# EXERCISE PROMPT:
Extract each line below that contains the word "person", and copy those lines in the order they appear.

# MATERIAL:
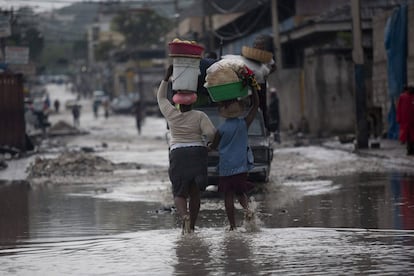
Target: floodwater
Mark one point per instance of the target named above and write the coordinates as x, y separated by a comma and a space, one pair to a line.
350, 225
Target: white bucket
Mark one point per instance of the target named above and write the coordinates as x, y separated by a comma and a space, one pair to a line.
185, 73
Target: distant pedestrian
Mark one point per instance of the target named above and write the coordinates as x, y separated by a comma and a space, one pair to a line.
138, 115
274, 115
96, 105
405, 117
56, 104
76, 114
105, 104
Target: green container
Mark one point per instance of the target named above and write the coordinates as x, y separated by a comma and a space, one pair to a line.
227, 91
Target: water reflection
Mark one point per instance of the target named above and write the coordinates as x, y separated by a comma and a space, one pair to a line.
402, 187
358, 224
14, 212
193, 254
370, 201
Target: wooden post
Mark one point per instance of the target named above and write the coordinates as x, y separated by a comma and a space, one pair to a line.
361, 127
276, 35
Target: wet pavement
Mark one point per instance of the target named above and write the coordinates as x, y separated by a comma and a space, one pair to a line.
318, 218
349, 225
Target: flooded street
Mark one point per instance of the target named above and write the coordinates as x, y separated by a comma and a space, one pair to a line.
321, 217
357, 225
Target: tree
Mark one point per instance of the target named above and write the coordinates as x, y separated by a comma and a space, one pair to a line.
142, 28
102, 50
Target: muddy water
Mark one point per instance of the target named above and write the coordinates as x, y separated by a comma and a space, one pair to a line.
362, 224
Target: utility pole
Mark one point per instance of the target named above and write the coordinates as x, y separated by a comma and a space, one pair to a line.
276, 35
361, 127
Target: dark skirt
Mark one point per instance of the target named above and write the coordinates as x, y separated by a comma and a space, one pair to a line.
188, 166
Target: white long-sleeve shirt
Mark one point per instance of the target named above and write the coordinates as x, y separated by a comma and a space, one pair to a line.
191, 127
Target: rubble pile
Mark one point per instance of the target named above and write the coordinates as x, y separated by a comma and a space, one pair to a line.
62, 127
70, 164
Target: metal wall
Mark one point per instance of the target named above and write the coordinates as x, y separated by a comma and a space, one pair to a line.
12, 123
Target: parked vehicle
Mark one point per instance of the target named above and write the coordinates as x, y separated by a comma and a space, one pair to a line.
259, 141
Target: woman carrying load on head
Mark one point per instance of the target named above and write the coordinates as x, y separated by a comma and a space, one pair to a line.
190, 131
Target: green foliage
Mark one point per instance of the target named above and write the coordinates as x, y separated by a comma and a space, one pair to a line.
102, 50
141, 28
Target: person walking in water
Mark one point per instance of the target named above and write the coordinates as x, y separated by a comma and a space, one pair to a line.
190, 130
236, 158
405, 117
138, 115
76, 114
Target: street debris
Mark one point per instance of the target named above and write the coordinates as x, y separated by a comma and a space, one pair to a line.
74, 164
63, 128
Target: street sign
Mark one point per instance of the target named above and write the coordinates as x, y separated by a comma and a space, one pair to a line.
5, 29
17, 55
25, 69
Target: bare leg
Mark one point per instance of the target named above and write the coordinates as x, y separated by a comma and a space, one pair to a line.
229, 205
194, 205
181, 205
244, 201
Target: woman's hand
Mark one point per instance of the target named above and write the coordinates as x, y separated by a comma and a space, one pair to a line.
168, 73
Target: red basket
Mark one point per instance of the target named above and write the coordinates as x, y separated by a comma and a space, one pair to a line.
185, 49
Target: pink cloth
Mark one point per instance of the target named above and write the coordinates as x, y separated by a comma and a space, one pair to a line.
185, 98
405, 117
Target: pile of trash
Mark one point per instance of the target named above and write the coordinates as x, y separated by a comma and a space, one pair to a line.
70, 164
63, 128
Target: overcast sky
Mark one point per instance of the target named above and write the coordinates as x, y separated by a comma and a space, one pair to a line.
37, 5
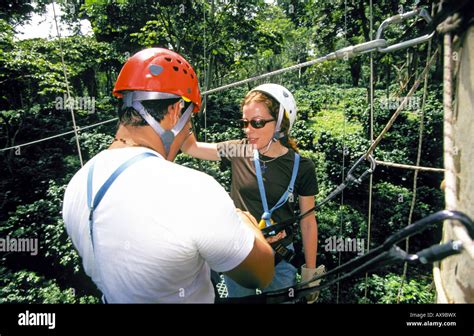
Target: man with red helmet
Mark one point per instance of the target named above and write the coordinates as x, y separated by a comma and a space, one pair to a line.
149, 230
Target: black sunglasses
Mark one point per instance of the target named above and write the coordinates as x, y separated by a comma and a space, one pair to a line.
256, 123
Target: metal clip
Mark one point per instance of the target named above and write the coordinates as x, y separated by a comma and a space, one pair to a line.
423, 13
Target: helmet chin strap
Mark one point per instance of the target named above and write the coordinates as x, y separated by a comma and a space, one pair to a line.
167, 136
278, 135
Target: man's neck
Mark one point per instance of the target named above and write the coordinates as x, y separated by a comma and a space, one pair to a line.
143, 136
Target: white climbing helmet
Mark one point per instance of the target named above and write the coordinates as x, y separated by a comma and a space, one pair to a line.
287, 104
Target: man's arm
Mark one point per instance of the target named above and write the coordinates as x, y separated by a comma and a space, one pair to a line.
257, 269
200, 150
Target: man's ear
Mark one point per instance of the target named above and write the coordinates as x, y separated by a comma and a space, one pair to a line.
173, 111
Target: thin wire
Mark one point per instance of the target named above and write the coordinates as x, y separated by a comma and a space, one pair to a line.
67, 85
205, 74
403, 166
415, 174
402, 105
332, 56
343, 168
371, 178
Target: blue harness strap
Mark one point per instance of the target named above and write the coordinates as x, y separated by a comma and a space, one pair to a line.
94, 202
266, 212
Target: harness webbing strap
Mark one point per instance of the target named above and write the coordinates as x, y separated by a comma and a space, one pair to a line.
94, 202
266, 212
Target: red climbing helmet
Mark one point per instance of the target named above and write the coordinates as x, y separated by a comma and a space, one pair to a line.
159, 70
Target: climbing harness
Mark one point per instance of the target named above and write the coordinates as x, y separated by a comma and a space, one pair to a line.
93, 202
280, 246
349, 180
386, 254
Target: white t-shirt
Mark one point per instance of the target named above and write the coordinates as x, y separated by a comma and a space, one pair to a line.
157, 230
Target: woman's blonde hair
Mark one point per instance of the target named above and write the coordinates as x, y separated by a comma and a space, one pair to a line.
274, 108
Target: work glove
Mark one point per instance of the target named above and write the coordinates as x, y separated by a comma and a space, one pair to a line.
306, 275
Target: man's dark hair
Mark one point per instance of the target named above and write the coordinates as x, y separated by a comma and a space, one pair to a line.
157, 109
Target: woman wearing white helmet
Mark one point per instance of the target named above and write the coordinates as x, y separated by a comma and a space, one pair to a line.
267, 174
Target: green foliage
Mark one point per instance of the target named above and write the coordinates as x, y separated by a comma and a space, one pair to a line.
385, 290
225, 41
28, 288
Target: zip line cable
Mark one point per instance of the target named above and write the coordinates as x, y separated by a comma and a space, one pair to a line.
371, 177
67, 85
343, 168
418, 161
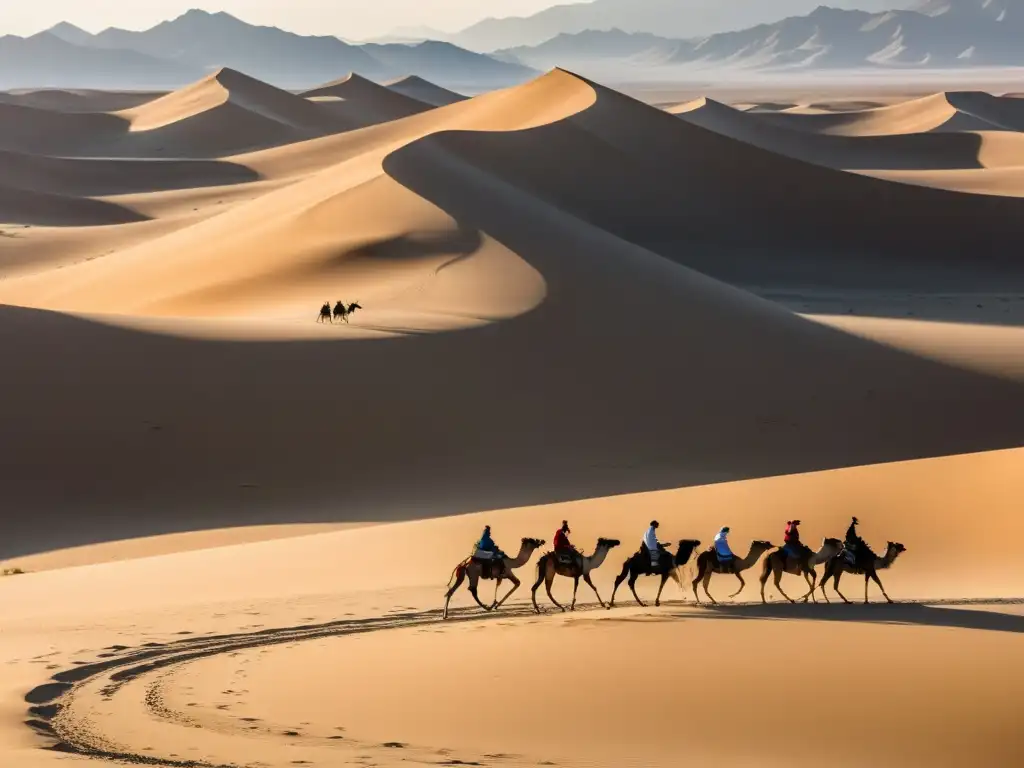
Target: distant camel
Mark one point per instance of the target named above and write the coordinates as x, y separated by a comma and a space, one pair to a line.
340, 310
551, 565
475, 570
668, 565
779, 562
838, 565
708, 563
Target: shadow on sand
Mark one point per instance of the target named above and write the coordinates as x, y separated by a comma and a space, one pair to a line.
920, 614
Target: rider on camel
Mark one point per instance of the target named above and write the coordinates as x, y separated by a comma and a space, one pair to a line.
650, 544
562, 544
486, 544
794, 548
855, 546
722, 550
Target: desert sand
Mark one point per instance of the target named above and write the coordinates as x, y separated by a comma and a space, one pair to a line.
236, 523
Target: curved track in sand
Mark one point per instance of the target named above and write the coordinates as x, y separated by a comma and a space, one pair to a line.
93, 710
62, 709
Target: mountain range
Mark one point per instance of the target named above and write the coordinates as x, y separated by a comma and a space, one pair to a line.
939, 34
672, 18
197, 43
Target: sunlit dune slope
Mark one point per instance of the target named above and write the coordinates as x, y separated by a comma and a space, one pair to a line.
939, 112
897, 152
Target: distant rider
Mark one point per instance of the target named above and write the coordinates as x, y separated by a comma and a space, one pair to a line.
650, 544
562, 544
854, 544
793, 547
722, 551
486, 544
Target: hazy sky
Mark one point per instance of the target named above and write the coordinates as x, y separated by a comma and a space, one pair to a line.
351, 18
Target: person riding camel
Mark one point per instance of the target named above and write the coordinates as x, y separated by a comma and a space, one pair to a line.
486, 545
794, 547
722, 550
563, 547
650, 544
854, 544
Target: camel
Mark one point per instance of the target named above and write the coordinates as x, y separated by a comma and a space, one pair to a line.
779, 562
838, 564
708, 563
668, 565
551, 565
340, 310
474, 570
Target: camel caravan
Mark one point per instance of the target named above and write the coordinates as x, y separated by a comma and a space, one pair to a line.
850, 555
341, 311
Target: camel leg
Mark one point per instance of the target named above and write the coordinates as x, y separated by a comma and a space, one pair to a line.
473, 583
741, 585
547, 583
778, 586
878, 581
515, 586
619, 580
824, 580
532, 595
633, 589
657, 599
707, 581
696, 581
586, 578
460, 578
839, 572
811, 578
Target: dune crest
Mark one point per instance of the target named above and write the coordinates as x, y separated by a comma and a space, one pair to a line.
423, 90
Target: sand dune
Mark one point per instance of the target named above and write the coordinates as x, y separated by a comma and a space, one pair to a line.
365, 102
226, 112
35, 130
434, 236
940, 112
79, 100
894, 152
98, 177
425, 91
203, 474
47, 209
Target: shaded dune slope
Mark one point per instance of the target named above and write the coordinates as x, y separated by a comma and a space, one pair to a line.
632, 373
48, 209
79, 100
363, 102
425, 91
97, 177
901, 152
35, 130
680, 189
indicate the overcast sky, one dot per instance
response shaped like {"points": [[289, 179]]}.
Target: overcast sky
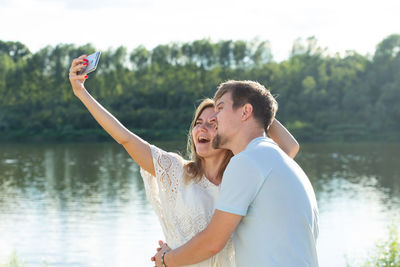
{"points": [[339, 25]]}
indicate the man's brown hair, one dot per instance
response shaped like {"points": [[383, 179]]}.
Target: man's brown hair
{"points": [[243, 92]]}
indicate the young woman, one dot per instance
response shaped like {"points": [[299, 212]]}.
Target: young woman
{"points": [[183, 193]]}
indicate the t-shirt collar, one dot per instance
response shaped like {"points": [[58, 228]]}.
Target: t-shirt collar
{"points": [[258, 140]]}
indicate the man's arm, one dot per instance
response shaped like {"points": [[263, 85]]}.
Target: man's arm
{"points": [[206, 243]]}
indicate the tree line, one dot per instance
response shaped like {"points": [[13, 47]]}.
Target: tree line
{"points": [[321, 97]]}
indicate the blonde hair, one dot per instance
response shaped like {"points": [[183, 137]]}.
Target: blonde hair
{"points": [[194, 169]]}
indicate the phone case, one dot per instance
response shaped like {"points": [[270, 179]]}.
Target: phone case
{"points": [[93, 60]]}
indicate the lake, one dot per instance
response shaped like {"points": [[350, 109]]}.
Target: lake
{"points": [[84, 204]]}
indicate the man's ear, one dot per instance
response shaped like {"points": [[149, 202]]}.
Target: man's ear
{"points": [[247, 111]]}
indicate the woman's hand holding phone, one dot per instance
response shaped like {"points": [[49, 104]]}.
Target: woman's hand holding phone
{"points": [[77, 81]]}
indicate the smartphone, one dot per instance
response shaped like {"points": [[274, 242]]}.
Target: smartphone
{"points": [[93, 60]]}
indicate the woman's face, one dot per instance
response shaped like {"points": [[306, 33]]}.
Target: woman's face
{"points": [[203, 133]]}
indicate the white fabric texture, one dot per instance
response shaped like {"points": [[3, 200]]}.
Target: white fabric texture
{"points": [[184, 209]]}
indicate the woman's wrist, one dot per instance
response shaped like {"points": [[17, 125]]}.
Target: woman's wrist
{"points": [[168, 260]]}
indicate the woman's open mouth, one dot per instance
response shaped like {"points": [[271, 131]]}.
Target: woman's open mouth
{"points": [[203, 140]]}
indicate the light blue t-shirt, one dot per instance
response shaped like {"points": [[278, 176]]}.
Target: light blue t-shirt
{"points": [[280, 223]]}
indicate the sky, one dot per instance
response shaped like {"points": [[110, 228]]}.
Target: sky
{"points": [[338, 25]]}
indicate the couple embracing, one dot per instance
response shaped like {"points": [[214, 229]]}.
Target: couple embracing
{"points": [[241, 200]]}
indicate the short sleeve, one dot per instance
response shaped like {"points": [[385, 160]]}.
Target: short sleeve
{"points": [[163, 187], [241, 183]]}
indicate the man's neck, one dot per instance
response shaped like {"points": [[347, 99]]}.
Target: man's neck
{"points": [[244, 137]]}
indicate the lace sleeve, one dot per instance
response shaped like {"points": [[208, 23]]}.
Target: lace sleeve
{"points": [[163, 187]]}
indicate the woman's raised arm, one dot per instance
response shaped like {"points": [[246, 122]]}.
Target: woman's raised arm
{"points": [[137, 148], [283, 138]]}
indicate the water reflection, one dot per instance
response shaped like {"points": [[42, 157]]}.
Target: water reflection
{"points": [[85, 205]]}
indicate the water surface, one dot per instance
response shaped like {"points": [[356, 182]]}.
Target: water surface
{"points": [[84, 204]]}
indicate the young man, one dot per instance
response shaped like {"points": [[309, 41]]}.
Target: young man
{"points": [[266, 199]]}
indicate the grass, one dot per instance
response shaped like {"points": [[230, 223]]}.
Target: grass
{"points": [[387, 252]]}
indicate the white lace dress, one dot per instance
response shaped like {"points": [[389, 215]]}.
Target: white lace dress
{"points": [[183, 209]]}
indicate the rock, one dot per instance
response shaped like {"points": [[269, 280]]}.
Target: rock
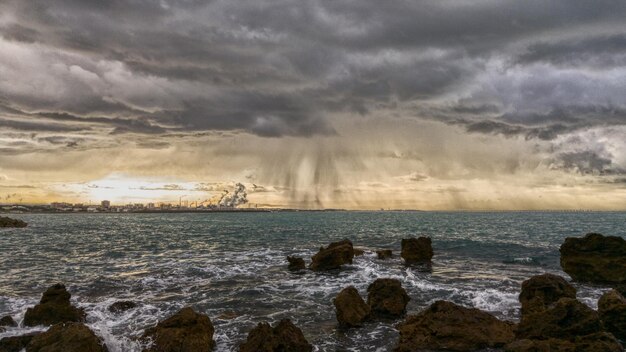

# RESULT OF THE EXERCISE:
Target: person walking in water
Target: person riding camel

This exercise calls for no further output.